**RECORDED INFORMATION**
● ● ●

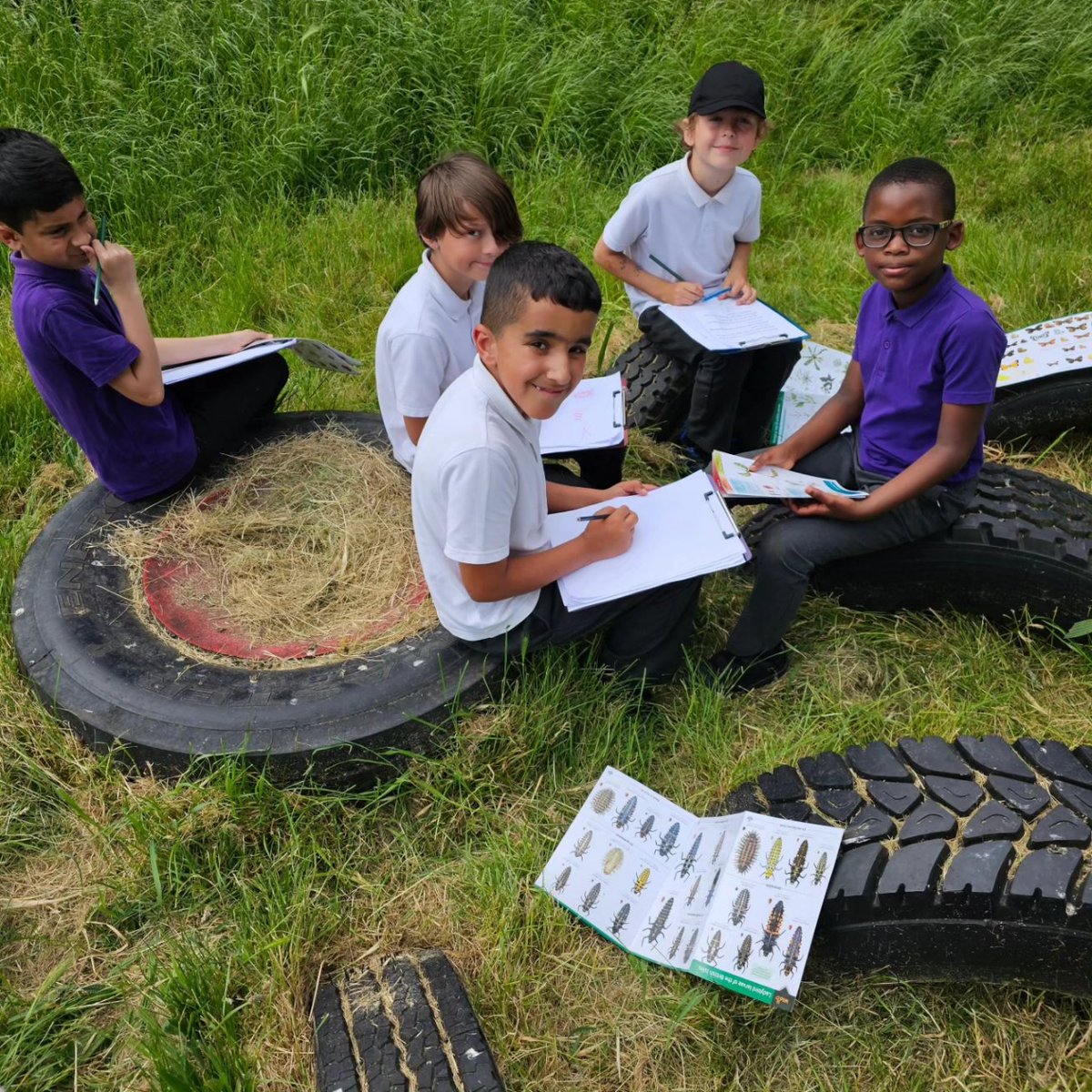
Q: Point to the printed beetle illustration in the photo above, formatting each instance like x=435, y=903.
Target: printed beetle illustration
x=771, y=860
x=797, y=864
x=740, y=905
x=665, y=845
x=747, y=852
x=713, y=887
x=677, y=942
x=659, y=924
x=693, y=891
x=591, y=899
x=620, y=920
x=743, y=954
x=686, y=865
x=602, y=801
x=713, y=948
x=792, y=956
x=774, y=928
x=625, y=816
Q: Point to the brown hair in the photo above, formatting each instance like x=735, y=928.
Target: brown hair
x=457, y=181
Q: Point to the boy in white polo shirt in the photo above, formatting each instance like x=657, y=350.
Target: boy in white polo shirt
x=467, y=217
x=687, y=229
x=480, y=498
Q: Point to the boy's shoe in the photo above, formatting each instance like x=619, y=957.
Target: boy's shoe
x=741, y=674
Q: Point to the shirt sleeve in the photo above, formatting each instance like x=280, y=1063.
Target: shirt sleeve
x=418, y=364
x=479, y=490
x=628, y=224
x=96, y=349
x=972, y=349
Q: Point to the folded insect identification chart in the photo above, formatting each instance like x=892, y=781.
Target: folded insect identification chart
x=734, y=478
x=317, y=354
x=730, y=899
x=1047, y=349
x=592, y=416
x=723, y=326
x=683, y=530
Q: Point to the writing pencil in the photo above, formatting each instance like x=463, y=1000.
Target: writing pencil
x=666, y=268
x=98, y=274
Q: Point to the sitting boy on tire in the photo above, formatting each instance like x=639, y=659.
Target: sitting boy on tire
x=700, y=217
x=923, y=376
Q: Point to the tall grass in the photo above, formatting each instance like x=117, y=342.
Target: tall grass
x=259, y=156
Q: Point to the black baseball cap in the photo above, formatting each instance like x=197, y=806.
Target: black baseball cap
x=726, y=86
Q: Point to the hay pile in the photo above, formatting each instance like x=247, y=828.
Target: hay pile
x=305, y=540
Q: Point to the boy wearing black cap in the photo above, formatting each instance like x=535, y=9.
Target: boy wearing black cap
x=687, y=229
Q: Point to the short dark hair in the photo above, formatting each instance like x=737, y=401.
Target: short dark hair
x=917, y=169
x=464, y=179
x=34, y=177
x=536, y=271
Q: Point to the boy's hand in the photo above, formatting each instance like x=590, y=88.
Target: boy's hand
x=778, y=456
x=738, y=288
x=631, y=489
x=682, y=293
x=831, y=506
x=118, y=266
x=611, y=536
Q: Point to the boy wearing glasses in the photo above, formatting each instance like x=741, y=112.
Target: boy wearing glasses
x=923, y=376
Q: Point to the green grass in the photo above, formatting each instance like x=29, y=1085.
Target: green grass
x=259, y=158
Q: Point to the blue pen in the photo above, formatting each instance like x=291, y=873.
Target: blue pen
x=98, y=274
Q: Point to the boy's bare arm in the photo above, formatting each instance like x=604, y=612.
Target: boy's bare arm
x=842, y=409
x=618, y=265
x=183, y=349
x=516, y=576
x=956, y=440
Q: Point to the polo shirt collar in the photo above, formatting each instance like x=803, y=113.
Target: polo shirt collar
x=697, y=195
x=501, y=403
x=28, y=268
x=911, y=316
x=442, y=293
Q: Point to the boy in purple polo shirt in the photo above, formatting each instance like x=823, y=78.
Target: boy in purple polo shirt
x=922, y=379
x=96, y=365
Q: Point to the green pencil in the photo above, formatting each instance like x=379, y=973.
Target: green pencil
x=98, y=276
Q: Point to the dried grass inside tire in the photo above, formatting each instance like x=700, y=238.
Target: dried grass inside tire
x=116, y=682
x=1024, y=544
x=960, y=862
x=399, y=1025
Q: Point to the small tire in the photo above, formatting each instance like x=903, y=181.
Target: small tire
x=658, y=389
x=399, y=1025
x=1024, y=545
x=1042, y=409
x=96, y=664
x=959, y=861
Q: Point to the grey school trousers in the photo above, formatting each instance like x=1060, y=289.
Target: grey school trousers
x=643, y=633
x=792, y=549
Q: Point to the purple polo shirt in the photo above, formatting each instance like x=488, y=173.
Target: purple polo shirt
x=74, y=350
x=945, y=348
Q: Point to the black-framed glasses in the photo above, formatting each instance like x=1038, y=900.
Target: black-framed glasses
x=875, y=236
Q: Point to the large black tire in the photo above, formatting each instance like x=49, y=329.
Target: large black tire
x=1022, y=545
x=958, y=862
x=96, y=664
x=399, y=1025
x=1042, y=409
x=658, y=389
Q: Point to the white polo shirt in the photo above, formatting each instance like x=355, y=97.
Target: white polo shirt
x=670, y=216
x=479, y=496
x=423, y=345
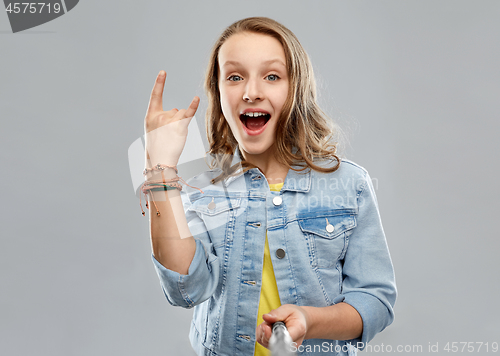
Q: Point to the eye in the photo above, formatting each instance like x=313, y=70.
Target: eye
x=272, y=77
x=234, y=78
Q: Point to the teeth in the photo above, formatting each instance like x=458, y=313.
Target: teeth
x=254, y=114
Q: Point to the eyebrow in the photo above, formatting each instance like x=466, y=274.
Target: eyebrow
x=268, y=62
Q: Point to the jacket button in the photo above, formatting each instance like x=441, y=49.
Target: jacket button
x=330, y=228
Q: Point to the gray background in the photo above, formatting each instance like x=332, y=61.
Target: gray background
x=414, y=84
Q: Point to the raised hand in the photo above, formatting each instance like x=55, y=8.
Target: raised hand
x=166, y=131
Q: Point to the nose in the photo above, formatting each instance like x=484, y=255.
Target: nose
x=253, y=91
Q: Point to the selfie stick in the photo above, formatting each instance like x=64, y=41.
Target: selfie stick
x=281, y=342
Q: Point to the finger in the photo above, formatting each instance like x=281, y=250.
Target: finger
x=191, y=110
x=156, y=100
x=270, y=318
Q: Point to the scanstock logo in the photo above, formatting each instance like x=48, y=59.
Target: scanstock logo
x=24, y=15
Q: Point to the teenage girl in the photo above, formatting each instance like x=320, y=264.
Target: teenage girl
x=280, y=228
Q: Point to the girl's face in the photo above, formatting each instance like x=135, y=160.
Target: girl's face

● ● ●

**DIRECTIVE**
Copy out all of the data above, replacing "Target" with "Label" wherever it occurs and leaving everything else unchanged. Omit the pictures from your answer.

**RESPONSE**
Q: Point to the printed beetle illustration in the photo above, formatting each instance like x=435, y=903.
Label: printed beetle illustration
x=771, y=860
x=797, y=864
x=740, y=905
x=665, y=845
x=747, y=852
x=713, y=887
x=677, y=942
x=659, y=924
x=693, y=891
x=591, y=899
x=620, y=920
x=743, y=954
x=686, y=865
x=602, y=801
x=713, y=948
x=792, y=956
x=774, y=928
x=625, y=816
Q: Point to the brown hair in the photo above, formatting each instance like x=735, y=928.
Label: brown hair
x=457, y=181
Q: Point to the boy in white polo shirt in the photo above, formatting each instance like x=657, y=350.
Label: boy in white polo shirt
x=467, y=217
x=687, y=229
x=480, y=498
Q: Point to the boy's shoe in the photo above, formatting each instance like x=619, y=957.
Label: boy's shoe
x=741, y=674
Q: Point to the shirt sleeve in the photo above, formatting each instance like x=280, y=1063.
Label: shirt sleeve
x=418, y=364
x=479, y=490
x=628, y=224
x=96, y=349
x=972, y=349
Q: Point to the folded insect identification chart in the photo above, formatting each instance like x=892, y=781.
Label: folded insect identification chart
x=734, y=478
x=317, y=354
x=730, y=899
x=1047, y=349
x=592, y=416
x=723, y=326
x=683, y=530
Q: Point to the writing pencil in the photo above, formatting each instance like x=463, y=1000.
Label: writing pencil
x=666, y=268
x=98, y=274
Q: Point to the sitting boy on tire in the photo above, formatting each instance like x=639, y=659.
Label: sitting boy on tire
x=700, y=217
x=923, y=376
Q: Point to the tall grass in the photo above, formatting each instance like x=117, y=342.
Label: tall grass
x=259, y=156
Q: Point to the black baseball cap in the photo above, formatting each instance like x=197, y=806.
Label: black baseball cap
x=726, y=86
Q: Point to the hay pile in the photo above, formatting each instance like x=247, y=828.
Label: hay pile
x=305, y=540
Q: Point to the boy wearing black cap in the photo above, formatting each instance like x=535, y=9.
Label: boy wearing black cap
x=687, y=229
Q: Point to the short dark hair in the photo above, formatting each instance like x=737, y=401.
Label: short dark hair
x=917, y=169
x=464, y=179
x=34, y=177
x=536, y=271
Q: Point to the boy's hand in the photo above, formatting each instance like x=590, y=88.
Label: boy's hand
x=778, y=456
x=738, y=288
x=631, y=489
x=682, y=293
x=831, y=506
x=118, y=266
x=611, y=536
Q: Point to the boy wearing glasses in the photo above, formatting each instance like x=741, y=112.
Label: boy wearing glasses
x=923, y=376
Q: Point to the green grass in the photo above, formatting each instance like x=29, y=1085.
Label: green grass
x=259, y=158
Q: Point to the blue pen in the photo above, formatting each instance like x=291, y=873.
Label: blue pen
x=98, y=274
Q: Point to the boy's bare arm in the photo above, formatting each instance like x=604, y=612.
Label: boy's bare arm
x=842, y=409
x=618, y=265
x=183, y=349
x=516, y=576
x=956, y=440
Q: Point to the polo shirt collar in the photo above, formatting each instance like x=803, y=113.
Label: polo shirt collar
x=697, y=195
x=501, y=403
x=28, y=268
x=911, y=316
x=442, y=293
Q: Point to the boy in purple polo shirt in the photo above, formatting each instance like x=823, y=78.
Label: boy in purple polo shirt
x=922, y=379
x=96, y=365
Q: Point to the green pencil in the photo above, formatting each instance like x=379, y=973.
Label: green pencil
x=98, y=276
Q: Point to the dried grass inside tire in the photo above, formatting each instance like x=700, y=238.
Label: dried grass inside tire
x=116, y=682
x=1024, y=544
x=960, y=862
x=399, y=1025
Q: Point to the small tire in the photo above, formatting each instance like x=903, y=181.
Label: small tire
x=658, y=389
x=399, y=1025
x=1024, y=545
x=1042, y=409
x=96, y=664
x=959, y=861
Q: Point to the grey school trousers in the photo above, formatting each instance like x=1060, y=289.
Label: grey school trousers
x=643, y=633
x=792, y=549
Q: Point to the purple polo shirt in the photo above, formatting each instance like x=488, y=173.
Label: purple polo shirt
x=74, y=350
x=945, y=348
Q: Point to the black-framed glasses in the photo above, formatting each instance like x=1038, y=900.
Label: black-framed glasses
x=875, y=236
Q: Point to the large black tire in the photo above, formatting each instance like x=49, y=329.
Label: large black tire
x=1022, y=545
x=958, y=862
x=96, y=664
x=399, y=1025
x=1042, y=409
x=658, y=389
Q: Point to the white polo shirt in the photo above, formatting each instance like x=355, y=97.
Label: white polo shirt
x=670, y=216
x=479, y=496
x=423, y=345
Q: Point to the eye in the photo above, formatting each instance like x=313, y=70.
Label: eye
x=272, y=77
x=234, y=78
Q: Point to the teeth in the photo above, formatting each instance like x=458, y=313.
Label: teeth
x=254, y=114
Q: Point to the eyebrow in the photo above, formatting each instance like x=466, y=274.
Label: eyebrow
x=268, y=62
Q: Point to the jacket button in the photo above, formatting each instance like x=441, y=49.
Label: jacket button
x=330, y=228
Q: Point to the gray background in the photo above, formatting each instance like x=332, y=61.
Label: gray background
x=414, y=84
Q: Point to the raised hand in the photo above, formatting each instance like x=55, y=8.
Label: raised hand
x=166, y=131
Q: Point to the nose in the photo above, formatting each instance like x=484, y=255.
Label: nose
x=253, y=91
Q: Point to the selfie stick in the photo above, formatting each instance like x=64, y=41.
Label: selfie stick
x=281, y=342
Q: Point to the finger in the photo above, formatting each instance like x=281, y=250.
Label: finger
x=191, y=110
x=156, y=100
x=270, y=318
Q: Point to the scanstock logo in the photo above, formatting each instance like x=48, y=59.
Label: scanstock logo
x=24, y=15
Q: Point to the teenage girl in the photo above, formatting each instance like x=320, y=264.
Label: teenage girl
x=280, y=228
Q: Point to the girl's face in the photo above, formatting each instance like x=135, y=160.
Label: girl's face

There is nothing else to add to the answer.